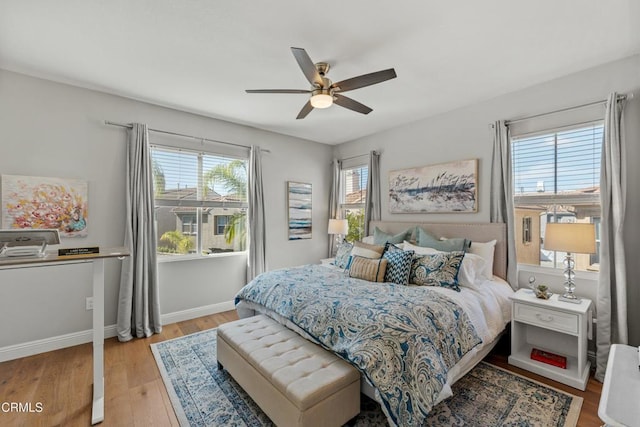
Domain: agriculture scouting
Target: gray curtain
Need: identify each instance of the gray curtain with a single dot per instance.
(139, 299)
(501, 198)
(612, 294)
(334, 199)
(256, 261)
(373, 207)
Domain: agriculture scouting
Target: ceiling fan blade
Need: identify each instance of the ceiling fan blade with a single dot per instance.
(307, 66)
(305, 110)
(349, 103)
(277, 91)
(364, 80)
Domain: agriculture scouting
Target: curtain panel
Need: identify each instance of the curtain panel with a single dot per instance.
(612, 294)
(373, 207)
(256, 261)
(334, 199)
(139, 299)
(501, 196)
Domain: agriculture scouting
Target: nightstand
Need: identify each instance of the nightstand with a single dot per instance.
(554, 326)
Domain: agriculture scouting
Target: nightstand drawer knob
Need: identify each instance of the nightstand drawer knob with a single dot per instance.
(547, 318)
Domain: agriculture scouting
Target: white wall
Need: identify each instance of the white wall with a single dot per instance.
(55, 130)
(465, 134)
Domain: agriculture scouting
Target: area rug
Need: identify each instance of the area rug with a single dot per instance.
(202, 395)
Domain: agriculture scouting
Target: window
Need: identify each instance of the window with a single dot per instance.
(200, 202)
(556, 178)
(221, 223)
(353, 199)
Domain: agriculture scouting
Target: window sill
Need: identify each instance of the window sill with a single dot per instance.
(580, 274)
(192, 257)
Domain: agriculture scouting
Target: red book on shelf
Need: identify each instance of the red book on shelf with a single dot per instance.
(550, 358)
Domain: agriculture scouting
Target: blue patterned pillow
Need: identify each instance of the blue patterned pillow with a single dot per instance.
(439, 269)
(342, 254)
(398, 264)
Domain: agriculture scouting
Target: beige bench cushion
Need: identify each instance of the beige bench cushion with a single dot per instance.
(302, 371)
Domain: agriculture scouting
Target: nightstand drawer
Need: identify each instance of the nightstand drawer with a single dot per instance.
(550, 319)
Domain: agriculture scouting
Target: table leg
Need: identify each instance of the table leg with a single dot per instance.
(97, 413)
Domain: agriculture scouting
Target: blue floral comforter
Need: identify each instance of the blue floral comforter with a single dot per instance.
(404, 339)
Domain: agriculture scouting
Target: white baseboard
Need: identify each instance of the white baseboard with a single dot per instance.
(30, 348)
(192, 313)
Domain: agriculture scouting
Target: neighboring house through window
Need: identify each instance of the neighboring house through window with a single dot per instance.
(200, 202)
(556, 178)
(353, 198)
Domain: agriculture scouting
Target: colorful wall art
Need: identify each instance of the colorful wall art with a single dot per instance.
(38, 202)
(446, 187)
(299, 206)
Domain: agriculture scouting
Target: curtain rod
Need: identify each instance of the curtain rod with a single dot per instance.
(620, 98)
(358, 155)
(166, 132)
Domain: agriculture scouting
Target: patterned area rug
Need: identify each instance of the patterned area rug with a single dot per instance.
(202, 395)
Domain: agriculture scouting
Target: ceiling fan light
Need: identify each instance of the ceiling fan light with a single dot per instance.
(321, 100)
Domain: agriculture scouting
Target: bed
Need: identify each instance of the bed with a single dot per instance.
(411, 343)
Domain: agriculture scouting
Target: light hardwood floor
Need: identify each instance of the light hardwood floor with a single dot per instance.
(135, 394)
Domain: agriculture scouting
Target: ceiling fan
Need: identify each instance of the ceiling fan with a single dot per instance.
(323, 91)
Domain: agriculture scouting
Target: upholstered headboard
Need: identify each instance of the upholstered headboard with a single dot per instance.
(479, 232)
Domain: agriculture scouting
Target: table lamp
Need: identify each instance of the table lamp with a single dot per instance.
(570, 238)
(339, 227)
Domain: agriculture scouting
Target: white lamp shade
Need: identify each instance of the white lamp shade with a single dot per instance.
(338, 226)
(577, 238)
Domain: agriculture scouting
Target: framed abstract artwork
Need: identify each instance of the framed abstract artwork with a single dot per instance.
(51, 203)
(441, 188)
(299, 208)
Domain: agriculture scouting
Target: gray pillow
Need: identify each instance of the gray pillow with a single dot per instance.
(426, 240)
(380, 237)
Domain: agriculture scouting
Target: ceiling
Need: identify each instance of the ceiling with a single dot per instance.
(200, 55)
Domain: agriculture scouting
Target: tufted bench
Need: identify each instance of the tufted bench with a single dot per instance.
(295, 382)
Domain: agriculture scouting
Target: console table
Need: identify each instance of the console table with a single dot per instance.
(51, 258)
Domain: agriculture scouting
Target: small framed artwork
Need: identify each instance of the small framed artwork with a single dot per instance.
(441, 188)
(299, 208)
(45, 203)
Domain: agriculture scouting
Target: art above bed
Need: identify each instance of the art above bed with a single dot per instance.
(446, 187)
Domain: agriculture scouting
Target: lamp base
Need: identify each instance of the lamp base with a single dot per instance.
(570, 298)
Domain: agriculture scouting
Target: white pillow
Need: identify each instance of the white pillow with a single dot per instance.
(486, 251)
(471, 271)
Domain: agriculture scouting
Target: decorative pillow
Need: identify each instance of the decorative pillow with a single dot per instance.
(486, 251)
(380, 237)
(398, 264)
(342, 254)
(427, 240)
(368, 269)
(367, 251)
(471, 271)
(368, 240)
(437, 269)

▸ **EXERCISE OBJECTIVE**:
Make an exact copy of all the material, but keep the pictures out of it.

▸ **EXERCISE SOLUTION**:
Domain: agriculture scouting
Target: gray curtain
Need: identify each instance of the gray curtain with a single dot per instance.
(139, 299)
(501, 198)
(612, 294)
(334, 199)
(256, 261)
(373, 207)
Domain: agriculture scouting
Target: ceiling fan blade
Need: identify each instance of the ceiling fan blade with a single dot per instance.
(307, 66)
(305, 110)
(349, 103)
(277, 91)
(364, 80)
Domain: agriculture scouting
Target: curtain panel
Need: identify each instance of the curtain panel with a single dot per instance.
(612, 294)
(373, 207)
(256, 261)
(334, 199)
(139, 299)
(501, 196)
Domain: agriculture scouting
Target: nightstand
Need: identify each instance of the nightstand with a single dot per instance.
(554, 326)
Domain: agriculture scouting
Target: nightstand drawer knob
Need: identify each instance of the nightstand drawer knob with a single dot per instance.
(547, 318)
Domain: agriculture scouting
Target: white wall
Need: identify each instance of the white wall with a single dot per instance.
(55, 130)
(465, 134)
Domain: agriculture scouting
Target: area rug
Need: identify each instance of the area rug with a single dot per instance.
(202, 395)
Domain: agriculture scouting
Target: window
Need: identify each instance of the window with a single dot per instance.
(200, 202)
(556, 178)
(221, 223)
(353, 199)
Domain: agriculture scouting
Target: window sill
Need: identify each instance of the window sill with a single dot per instance.
(580, 274)
(192, 257)
Domain: agriculture scouting
Target: red book on shelf
Need: identify each instance of the red book on shelf with a single dot per instance.
(550, 358)
Domain: agriculture scouting
Target: blue patterned pillow
Need: identify each instance of the blue patterned pillow with a single dot per instance.
(439, 269)
(342, 254)
(398, 264)
Domain: agriculture scouting
Target: beige bench cushion
Need: identify each instance of the beige bench cushion with a single dot per instance.
(302, 371)
Domain: agriculture scouting
Target: nightstand drawer
Need: identify each instance of the nightstand drawer with a single dot per instance.
(550, 319)
Domain: agriculture scouting
Target: table leg
Need: identify each instance of the table leg with a single dot per instance.
(97, 413)
Domain: agriculture scouting
Target: blue floral comforter
Need: identify each instance of the blue floral comforter with a single dot per instance.
(404, 339)
Domain: agriculture scouting
Target: white baseboard
Need: identify each instance of the white baseboard with a single dot per instance.
(30, 348)
(192, 313)
Domain: agriculture scouting
Target: neighboring house through window
Need: identify each instance of the neighboring house through window with a single dot per instance.
(200, 202)
(556, 178)
(353, 198)
Domain: agriculture scouting
Target: colorful wall art
Need: identify each instance of the colorful wall art with a single dot per instance.
(38, 202)
(446, 187)
(299, 206)
Domain: agriculture scouting
Target: curtain rod
Need: identify each instance of the curtain rod with a single dot per instance.
(620, 98)
(358, 155)
(166, 132)
Domain: agriculture scouting
Target: patterned area rug
Need: identify each instance of the patterned area rug with a single dot per instance.
(202, 395)
Domain: agriculture scouting
Target: ceiling fan light
Need: identify each instance of the ceiling fan light with a single dot per instance.
(321, 100)
Domain: agriculture scouting
Target: bed
Need: identify each instance of the bed with a single dot per instance.
(411, 343)
Domain: agriculture scouting
Target: light hardwood floor
Need: identify each instance of the light hardwood floor with a single dot per instance.
(135, 394)
Domain: agriculture scouting
Target: ceiling fan
Need: identify each instance of the ceiling fan with a single dot per instance.
(323, 91)
Domain: agriculture scouting
Target: upholstered headboard
Need: identify each instance of the upholstered headboard with a single dot per instance.
(479, 232)
Domain: agriculture scouting
Target: table lamp
Need: identify each instance of the table lamp with a single dot per instance.
(570, 238)
(339, 227)
Domain: agriculture scouting
Target: white lamp shade
Need: identify each instance of the white lamp shade with a single dot per instance.
(338, 226)
(577, 238)
Domain: agriculture scouting
Target: framed abstract artwork
Need: identify each instance of the framed abstract artwork with a single dot per instance.
(51, 203)
(441, 188)
(299, 208)
Domain: agriculture scouting
Target: gray pillow
Need: identify each instance of the gray pillow with a single dot per instance.
(426, 240)
(380, 237)
Domain: agriculture scouting
Target: ceiling
Need: identify each instance of the ceiling with a single dot per instance.
(200, 55)
Domain: agriculture scouting
Target: tufted bench
Need: identify each instance of the tufted bench with a single dot per instance.
(295, 382)
Domain: agriculture scouting
Target: console table
Need: identify each instance of the console table with a single dot per instance.
(51, 258)
Domain: agriculture scouting
Target: small framed artwork
Need: identify each instance of the small framed artwork with a single dot per instance.
(441, 188)
(299, 208)
(45, 203)
Domain: agriculture scouting
Target: art above bed
Need: identify each instance of the art above bed with a single dot per instance.
(446, 187)
Domain: agriculture scouting
Target: lamp base
Need: identify each instance of the lamp base with a single dot per instance.
(570, 298)
Domain: agriculture scouting
Target: white pillow
Need: identify each instance of the white pillow with a single dot per instance.
(486, 251)
(471, 271)
Domain: agriculture scouting
Target: decorative pillow
Need: identify each instance of the decorative pillow with a single dot per instance.
(486, 251)
(380, 237)
(398, 264)
(342, 254)
(427, 240)
(368, 269)
(367, 251)
(471, 271)
(368, 240)
(437, 269)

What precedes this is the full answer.